• [Goal]: Reproduce the listing below line for line, without changing any character.

• [Data in this exercise]:
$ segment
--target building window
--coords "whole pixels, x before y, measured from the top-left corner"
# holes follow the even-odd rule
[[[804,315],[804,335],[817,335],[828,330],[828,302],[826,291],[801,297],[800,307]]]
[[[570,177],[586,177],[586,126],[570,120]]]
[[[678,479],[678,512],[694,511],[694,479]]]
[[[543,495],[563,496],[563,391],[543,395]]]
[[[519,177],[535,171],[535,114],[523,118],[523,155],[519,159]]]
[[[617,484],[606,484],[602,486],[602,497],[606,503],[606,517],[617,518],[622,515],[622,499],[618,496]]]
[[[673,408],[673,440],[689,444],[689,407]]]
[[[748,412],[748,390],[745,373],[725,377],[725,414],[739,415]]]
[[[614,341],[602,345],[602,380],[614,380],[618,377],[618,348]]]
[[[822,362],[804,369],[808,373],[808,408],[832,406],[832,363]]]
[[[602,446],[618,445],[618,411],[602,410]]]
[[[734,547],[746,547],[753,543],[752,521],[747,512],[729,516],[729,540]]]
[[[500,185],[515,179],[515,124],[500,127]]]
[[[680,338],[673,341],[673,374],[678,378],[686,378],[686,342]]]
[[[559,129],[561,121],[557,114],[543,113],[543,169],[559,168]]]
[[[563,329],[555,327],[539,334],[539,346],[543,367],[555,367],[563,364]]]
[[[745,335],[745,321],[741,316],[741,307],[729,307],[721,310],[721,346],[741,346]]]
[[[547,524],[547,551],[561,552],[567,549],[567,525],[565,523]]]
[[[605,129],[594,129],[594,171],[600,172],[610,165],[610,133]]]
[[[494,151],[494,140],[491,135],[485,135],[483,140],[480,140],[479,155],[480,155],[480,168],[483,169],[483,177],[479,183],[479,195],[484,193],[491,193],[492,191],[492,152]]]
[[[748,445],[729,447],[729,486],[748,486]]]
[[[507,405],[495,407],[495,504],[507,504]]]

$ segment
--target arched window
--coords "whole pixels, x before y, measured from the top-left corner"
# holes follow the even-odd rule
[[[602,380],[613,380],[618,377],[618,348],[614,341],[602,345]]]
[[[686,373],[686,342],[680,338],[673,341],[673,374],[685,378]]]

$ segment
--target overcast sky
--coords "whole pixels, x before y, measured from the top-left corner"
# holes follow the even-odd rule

• [Solution]:
$ segment
--target building window
--coords "whole pixels, x before y, measured from the top-left corner"
# holes follow the even-odd rule
[[[804,315],[804,335],[817,335],[828,330],[828,302],[826,291],[801,297],[800,307]]]
[[[570,177],[586,177],[586,126],[570,120]]]
[[[678,479],[678,512],[694,511],[694,479]]]
[[[543,495],[563,496],[563,391],[543,395]]]
[[[519,177],[535,171],[535,114],[523,118],[523,155],[519,159]]]
[[[617,484],[606,484],[602,486],[602,497],[606,503],[606,517],[617,518],[622,515],[622,499],[618,496]]]
[[[673,408],[673,440],[689,444],[689,407]]]
[[[748,412],[748,390],[745,373],[725,377],[725,414],[739,415]]]
[[[614,341],[602,345],[602,380],[614,380],[618,377],[618,348]]]
[[[822,362],[804,369],[808,373],[808,408],[832,406],[832,363]]]
[[[602,446],[618,445],[618,411],[602,410]]]
[[[734,547],[746,547],[753,543],[752,521],[747,512],[729,516],[729,540]]]
[[[500,185],[515,179],[515,124],[500,127]]]
[[[680,338],[673,341],[673,374],[678,378],[686,378],[686,342]]]
[[[559,129],[561,121],[557,114],[543,113],[543,169],[559,168]]]
[[[563,329],[555,327],[539,334],[539,346],[543,367],[555,367],[563,364]]]
[[[745,335],[745,321],[741,316],[741,307],[729,307],[721,310],[721,346],[741,346]]]
[[[547,524],[547,551],[561,552],[567,549],[567,525],[565,523]]]
[[[605,129],[594,129],[594,171],[600,172],[610,165],[610,133]]]
[[[494,151],[494,140],[491,135],[485,135],[483,140],[480,140],[479,155],[480,155],[480,168],[483,169],[483,177],[479,183],[479,195],[484,193],[491,193],[492,191],[492,152]]]
[[[748,445],[729,447],[729,486],[748,486]]]
[[[507,405],[495,407],[495,504],[507,504]]]

$ segment
--target arched window
--coords "whole pixels, x before y, measured from the top-left corner"
# holes follow the even-odd rule
[[[602,380],[613,380],[618,377],[618,348],[614,341],[602,345]]]
[[[686,373],[686,342],[680,338],[673,341],[673,374],[685,378]]]

$ segment
--target overcast sky
--coords "whole pixels, x before y, measured from the top-left corner"
# holes follow the even-odd rule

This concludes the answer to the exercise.